» Task brief
In the records below, find every line that contains the word "weight" and copy each of those lines.
---- Given records
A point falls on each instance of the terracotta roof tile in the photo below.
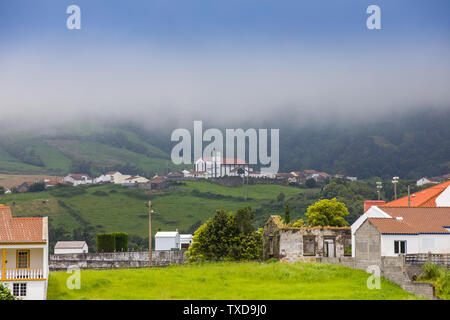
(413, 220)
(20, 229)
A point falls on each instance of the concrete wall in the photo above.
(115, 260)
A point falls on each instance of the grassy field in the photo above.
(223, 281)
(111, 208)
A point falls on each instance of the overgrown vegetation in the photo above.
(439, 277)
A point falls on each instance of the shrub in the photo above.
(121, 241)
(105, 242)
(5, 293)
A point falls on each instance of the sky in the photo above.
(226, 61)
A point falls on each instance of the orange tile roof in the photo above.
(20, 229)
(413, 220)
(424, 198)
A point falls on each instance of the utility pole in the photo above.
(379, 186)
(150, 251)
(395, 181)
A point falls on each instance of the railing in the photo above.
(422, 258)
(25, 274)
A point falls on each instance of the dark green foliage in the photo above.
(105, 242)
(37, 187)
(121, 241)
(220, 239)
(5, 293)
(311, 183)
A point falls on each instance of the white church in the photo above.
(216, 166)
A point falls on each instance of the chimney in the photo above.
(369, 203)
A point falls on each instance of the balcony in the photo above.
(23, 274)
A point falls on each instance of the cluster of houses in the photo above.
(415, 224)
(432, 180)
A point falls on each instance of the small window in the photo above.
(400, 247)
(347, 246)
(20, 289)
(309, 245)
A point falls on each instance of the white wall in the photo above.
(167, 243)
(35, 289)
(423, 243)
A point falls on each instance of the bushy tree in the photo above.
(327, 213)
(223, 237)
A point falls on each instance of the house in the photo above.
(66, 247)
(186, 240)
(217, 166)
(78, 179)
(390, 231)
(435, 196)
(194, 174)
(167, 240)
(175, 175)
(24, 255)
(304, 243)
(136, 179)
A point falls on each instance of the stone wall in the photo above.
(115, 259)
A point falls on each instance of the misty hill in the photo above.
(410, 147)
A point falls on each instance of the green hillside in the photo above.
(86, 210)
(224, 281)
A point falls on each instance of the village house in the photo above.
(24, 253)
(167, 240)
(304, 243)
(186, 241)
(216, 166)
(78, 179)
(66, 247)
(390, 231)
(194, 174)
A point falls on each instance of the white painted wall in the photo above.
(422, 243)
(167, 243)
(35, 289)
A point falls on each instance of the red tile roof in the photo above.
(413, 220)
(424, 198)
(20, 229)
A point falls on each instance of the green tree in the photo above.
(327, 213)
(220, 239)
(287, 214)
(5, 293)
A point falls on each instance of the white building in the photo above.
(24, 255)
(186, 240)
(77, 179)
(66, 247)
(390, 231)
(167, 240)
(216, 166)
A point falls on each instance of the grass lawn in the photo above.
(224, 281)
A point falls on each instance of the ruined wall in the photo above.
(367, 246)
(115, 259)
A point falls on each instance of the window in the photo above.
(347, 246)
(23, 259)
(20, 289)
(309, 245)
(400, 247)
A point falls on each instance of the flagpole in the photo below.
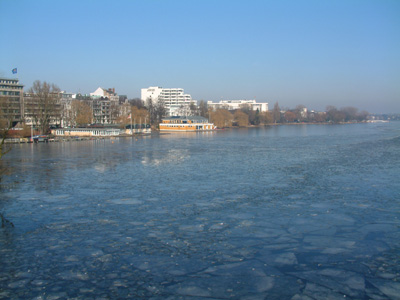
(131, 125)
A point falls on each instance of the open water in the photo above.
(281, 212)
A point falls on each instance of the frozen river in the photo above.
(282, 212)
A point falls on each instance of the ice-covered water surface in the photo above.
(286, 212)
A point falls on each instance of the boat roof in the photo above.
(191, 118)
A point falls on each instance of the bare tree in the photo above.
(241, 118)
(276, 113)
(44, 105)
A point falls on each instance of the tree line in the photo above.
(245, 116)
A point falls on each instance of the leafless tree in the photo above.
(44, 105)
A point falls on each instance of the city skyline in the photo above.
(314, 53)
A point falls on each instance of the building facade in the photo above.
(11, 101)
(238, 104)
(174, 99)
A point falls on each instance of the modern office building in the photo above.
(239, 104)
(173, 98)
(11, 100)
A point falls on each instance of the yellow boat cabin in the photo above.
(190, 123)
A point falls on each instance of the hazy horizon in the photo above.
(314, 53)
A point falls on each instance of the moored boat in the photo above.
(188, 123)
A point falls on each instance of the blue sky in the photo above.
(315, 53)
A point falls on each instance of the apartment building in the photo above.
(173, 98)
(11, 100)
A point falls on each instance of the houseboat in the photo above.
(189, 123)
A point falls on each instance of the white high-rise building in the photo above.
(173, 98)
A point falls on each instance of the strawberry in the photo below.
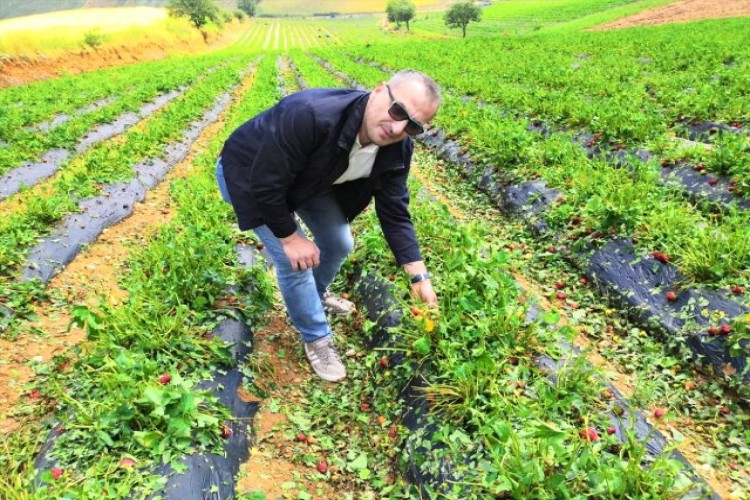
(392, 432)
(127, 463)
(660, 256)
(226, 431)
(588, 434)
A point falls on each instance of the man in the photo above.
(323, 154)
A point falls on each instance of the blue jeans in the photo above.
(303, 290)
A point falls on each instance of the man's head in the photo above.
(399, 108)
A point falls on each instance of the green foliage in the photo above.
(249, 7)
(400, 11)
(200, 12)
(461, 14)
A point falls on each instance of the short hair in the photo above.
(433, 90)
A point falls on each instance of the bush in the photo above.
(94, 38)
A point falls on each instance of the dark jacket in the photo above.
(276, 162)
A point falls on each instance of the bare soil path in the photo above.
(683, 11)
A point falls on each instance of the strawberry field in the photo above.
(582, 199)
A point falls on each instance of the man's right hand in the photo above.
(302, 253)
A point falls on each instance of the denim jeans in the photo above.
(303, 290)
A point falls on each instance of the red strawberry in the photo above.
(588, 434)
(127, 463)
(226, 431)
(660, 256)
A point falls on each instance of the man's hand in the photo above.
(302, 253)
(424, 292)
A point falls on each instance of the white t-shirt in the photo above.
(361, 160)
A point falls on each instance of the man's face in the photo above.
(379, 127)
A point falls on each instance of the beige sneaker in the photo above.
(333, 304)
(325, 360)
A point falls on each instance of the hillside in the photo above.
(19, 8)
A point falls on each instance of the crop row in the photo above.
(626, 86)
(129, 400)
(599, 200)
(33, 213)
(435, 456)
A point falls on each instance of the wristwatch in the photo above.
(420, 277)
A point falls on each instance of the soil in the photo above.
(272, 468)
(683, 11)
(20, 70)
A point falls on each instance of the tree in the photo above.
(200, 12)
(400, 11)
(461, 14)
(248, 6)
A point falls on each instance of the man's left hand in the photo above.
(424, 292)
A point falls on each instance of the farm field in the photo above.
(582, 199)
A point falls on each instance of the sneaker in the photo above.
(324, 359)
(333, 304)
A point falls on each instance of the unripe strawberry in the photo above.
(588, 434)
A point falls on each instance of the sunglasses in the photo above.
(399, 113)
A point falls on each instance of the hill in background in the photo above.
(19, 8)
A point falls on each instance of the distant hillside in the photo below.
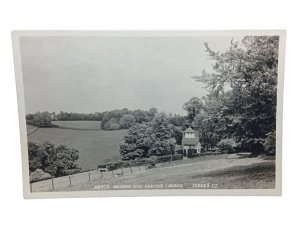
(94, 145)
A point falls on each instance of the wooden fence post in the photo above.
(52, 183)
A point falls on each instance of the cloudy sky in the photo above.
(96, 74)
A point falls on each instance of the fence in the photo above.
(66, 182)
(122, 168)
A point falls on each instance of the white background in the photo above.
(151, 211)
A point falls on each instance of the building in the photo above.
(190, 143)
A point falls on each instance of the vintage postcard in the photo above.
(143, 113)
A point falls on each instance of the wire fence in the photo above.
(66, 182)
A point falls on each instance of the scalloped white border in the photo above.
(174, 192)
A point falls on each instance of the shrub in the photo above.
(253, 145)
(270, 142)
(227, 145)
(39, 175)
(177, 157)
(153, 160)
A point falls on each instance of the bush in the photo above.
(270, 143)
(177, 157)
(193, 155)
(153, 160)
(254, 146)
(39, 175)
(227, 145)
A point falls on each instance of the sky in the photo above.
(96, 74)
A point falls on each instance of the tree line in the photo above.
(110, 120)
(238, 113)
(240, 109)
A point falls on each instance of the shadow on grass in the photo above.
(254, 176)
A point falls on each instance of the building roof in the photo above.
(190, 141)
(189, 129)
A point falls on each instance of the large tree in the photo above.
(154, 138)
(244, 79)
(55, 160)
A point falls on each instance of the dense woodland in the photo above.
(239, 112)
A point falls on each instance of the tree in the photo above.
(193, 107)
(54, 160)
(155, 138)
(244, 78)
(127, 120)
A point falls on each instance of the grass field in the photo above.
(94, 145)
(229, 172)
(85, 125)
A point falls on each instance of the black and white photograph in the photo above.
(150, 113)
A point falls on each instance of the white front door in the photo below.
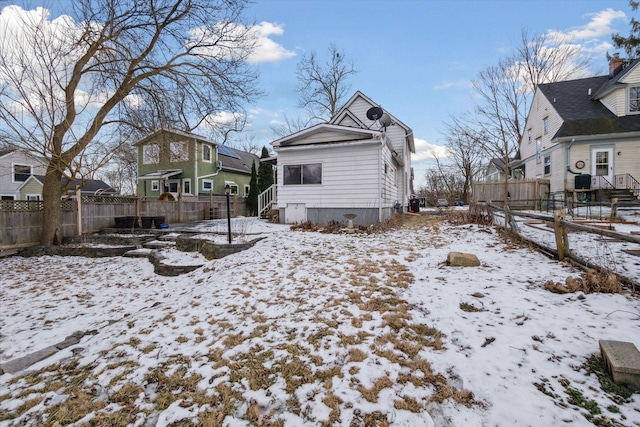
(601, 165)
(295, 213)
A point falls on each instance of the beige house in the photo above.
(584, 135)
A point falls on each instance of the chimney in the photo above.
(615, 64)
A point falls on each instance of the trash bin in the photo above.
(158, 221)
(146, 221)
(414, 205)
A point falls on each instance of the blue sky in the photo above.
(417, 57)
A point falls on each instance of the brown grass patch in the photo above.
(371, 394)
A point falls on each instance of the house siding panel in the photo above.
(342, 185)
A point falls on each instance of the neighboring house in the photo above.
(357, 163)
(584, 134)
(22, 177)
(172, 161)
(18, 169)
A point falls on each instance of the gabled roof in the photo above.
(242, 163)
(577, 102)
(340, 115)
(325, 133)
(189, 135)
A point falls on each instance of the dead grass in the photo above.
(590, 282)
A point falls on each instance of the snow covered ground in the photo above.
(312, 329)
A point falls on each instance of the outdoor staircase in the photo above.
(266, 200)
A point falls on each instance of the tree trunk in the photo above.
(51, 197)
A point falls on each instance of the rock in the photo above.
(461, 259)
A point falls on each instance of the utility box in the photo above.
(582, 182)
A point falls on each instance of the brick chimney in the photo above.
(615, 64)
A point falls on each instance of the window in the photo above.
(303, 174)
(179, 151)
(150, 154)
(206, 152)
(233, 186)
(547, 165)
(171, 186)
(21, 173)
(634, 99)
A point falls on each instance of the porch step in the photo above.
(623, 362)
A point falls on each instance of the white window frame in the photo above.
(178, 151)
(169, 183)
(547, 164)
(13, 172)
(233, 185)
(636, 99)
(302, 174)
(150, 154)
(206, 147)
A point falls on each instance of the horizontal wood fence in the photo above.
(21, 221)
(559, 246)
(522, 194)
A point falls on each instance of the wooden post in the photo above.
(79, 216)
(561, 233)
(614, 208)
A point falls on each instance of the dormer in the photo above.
--------
---- Given records
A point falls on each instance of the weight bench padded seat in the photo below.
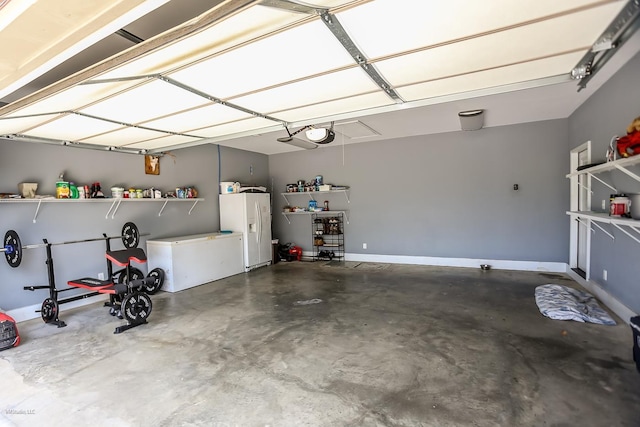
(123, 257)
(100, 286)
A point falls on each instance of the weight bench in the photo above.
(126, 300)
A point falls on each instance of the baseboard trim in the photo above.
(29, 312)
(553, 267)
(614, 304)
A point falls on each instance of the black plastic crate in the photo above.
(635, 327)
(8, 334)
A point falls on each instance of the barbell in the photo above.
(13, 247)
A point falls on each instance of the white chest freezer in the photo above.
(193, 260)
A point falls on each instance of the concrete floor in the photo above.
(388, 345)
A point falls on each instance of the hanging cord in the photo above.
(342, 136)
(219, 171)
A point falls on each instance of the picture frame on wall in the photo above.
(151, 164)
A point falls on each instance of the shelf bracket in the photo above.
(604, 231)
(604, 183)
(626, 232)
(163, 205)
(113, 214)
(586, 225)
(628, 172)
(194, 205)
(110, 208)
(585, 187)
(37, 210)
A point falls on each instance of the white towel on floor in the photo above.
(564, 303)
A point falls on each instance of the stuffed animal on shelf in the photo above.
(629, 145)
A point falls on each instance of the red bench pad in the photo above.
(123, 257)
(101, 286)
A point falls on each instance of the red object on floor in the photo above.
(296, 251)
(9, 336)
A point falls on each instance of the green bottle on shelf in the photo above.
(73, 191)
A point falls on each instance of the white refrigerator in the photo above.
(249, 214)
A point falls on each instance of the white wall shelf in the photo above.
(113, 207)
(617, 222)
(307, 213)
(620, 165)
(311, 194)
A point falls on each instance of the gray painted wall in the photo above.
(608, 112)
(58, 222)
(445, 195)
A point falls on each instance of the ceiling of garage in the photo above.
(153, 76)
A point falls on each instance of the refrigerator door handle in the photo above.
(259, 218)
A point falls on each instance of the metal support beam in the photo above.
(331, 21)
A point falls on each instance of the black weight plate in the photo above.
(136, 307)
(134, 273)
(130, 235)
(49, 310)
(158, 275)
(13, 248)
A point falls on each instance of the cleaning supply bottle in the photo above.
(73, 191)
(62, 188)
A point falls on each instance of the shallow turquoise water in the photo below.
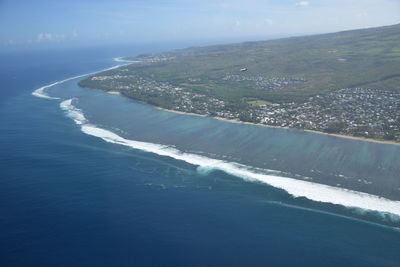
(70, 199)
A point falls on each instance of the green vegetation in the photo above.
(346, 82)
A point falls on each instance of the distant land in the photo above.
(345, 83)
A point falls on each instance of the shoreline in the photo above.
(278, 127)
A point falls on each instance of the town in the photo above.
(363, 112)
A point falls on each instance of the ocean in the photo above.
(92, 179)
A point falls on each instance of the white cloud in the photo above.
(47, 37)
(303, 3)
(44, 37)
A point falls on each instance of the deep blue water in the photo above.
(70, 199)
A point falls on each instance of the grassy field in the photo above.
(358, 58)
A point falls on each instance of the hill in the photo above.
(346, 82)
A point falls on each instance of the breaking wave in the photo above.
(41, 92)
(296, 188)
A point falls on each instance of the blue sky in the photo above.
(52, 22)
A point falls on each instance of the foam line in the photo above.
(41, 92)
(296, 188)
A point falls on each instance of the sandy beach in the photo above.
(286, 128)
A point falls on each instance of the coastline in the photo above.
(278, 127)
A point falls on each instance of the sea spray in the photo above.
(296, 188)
--------
» Output for this task
A point falls on each instance of the weight bench padded seat in the photo below.
A point falls on each instance of the weight bench in the photo above.
A point falls on each instance of the black weight plate in the photo above.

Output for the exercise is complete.